== DATA PROVIDED

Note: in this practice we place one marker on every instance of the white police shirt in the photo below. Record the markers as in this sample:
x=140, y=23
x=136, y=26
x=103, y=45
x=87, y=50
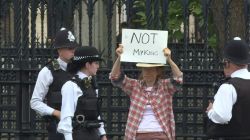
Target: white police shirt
x=44, y=80
x=225, y=98
x=70, y=94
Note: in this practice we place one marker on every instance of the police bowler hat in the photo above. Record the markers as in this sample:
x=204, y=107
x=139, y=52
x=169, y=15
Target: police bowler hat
x=86, y=54
x=237, y=51
x=64, y=39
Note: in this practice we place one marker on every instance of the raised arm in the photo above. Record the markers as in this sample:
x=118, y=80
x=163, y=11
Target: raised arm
x=115, y=72
x=177, y=73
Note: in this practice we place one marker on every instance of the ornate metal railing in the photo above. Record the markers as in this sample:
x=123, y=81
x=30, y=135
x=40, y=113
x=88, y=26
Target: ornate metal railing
x=27, y=29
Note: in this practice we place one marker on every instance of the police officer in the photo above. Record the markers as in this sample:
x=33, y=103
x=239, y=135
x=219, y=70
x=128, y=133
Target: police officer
x=229, y=113
x=80, y=116
x=50, y=80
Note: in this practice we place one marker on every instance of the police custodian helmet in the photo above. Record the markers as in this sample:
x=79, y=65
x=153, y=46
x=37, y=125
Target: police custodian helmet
x=237, y=51
x=64, y=39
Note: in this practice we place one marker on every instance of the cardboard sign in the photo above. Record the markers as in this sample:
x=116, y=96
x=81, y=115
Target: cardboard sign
x=145, y=46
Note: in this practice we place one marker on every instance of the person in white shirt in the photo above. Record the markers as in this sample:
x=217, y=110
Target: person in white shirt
x=80, y=111
x=229, y=114
x=50, y=80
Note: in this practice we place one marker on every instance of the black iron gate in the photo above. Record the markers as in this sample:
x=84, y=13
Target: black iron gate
x=27, y=29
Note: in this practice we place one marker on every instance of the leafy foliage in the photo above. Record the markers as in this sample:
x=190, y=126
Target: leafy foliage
x=144, y=15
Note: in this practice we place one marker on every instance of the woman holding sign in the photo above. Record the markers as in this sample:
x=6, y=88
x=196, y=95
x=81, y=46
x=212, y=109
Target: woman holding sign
x=150, y=113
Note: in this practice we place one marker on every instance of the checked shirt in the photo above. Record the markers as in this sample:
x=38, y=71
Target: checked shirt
x=160, y=99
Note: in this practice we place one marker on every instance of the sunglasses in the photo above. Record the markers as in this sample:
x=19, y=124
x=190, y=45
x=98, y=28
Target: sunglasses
x=225, y=63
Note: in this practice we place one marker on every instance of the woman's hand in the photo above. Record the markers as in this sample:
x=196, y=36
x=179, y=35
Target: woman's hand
x=104, y=137
x=167, y=53
x=119, y=50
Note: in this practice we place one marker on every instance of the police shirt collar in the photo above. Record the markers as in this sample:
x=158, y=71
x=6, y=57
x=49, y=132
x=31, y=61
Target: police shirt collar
x=63, y=65
x=82, y=75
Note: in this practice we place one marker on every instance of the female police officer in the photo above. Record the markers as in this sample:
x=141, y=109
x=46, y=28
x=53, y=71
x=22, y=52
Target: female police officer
x=80, y=112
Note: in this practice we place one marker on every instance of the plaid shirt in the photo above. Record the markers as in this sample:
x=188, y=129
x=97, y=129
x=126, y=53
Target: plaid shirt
x=160, y=99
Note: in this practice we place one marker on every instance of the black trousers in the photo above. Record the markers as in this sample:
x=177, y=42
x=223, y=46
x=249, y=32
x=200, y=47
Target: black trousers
x=52, y=133
x=86, y=134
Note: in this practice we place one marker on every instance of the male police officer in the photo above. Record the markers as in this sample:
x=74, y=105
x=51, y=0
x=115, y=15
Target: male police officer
x=229, y=113
x=50, y=80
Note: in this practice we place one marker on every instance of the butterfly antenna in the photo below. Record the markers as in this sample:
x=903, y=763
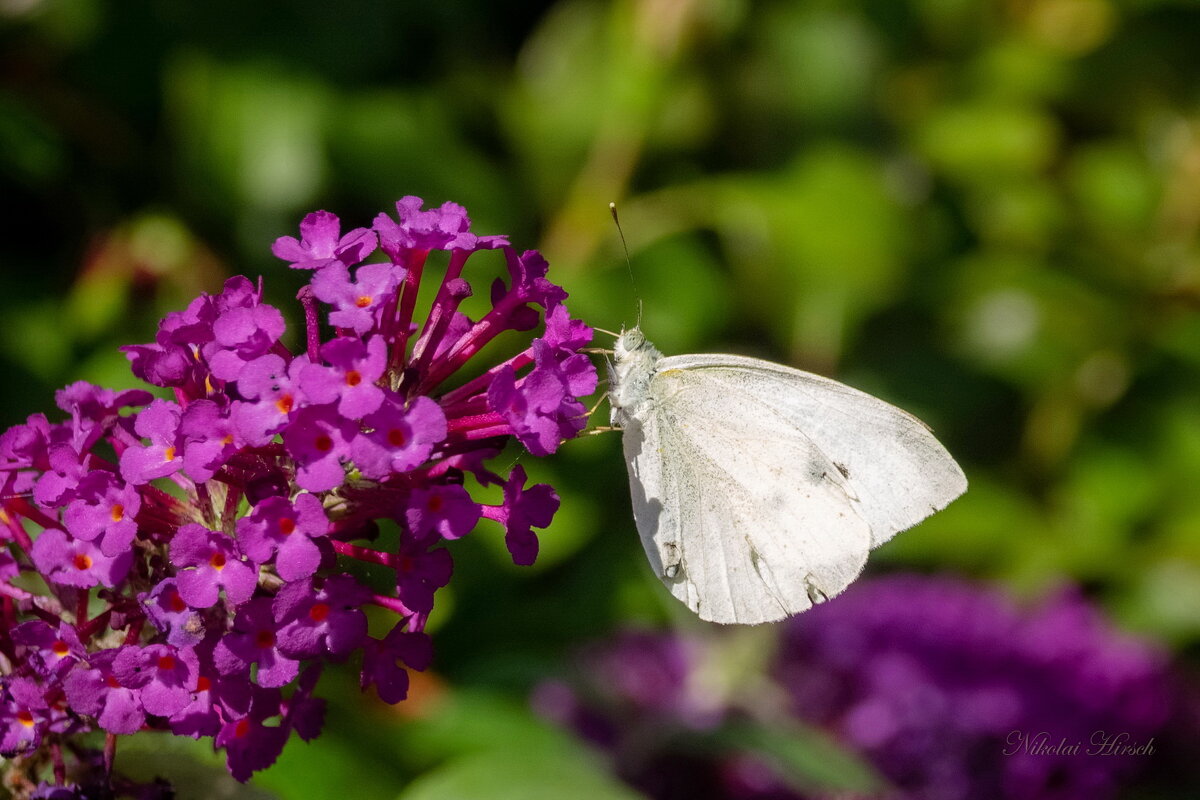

====

** AIM **
Count the lines in the rows above that contain the string "plaid", treating uppercase and lowercase as different. Reply with the number only.

** SOLVED EXERCISE **
2